● **MATERIAL TO PROCESS**:
↓↓↓
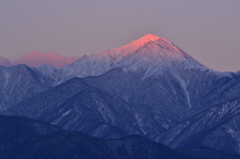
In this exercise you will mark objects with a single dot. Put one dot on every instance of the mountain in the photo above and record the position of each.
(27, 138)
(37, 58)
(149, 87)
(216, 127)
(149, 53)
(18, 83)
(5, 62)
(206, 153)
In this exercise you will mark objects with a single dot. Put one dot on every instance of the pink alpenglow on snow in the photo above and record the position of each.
↑↑↑
↓↓↓
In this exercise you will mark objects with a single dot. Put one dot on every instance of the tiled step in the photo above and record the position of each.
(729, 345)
↑↑↑
Gather every line of the records above that contains the word "with".

● **TASK SOLUTION**:
In this exercise you will mark objects with a single dot. Put one dot on every instance of the mountain in the photo above and record the position of each.
In this exercise you will mark objects with a single dot. Put one dot on every instance of the pink alpenglow on snow in the photo above and record the position of each.
In this exercise you will mark objects with a single dot. Put one dot on every instance of the tiled step in the photo above and record the position of each.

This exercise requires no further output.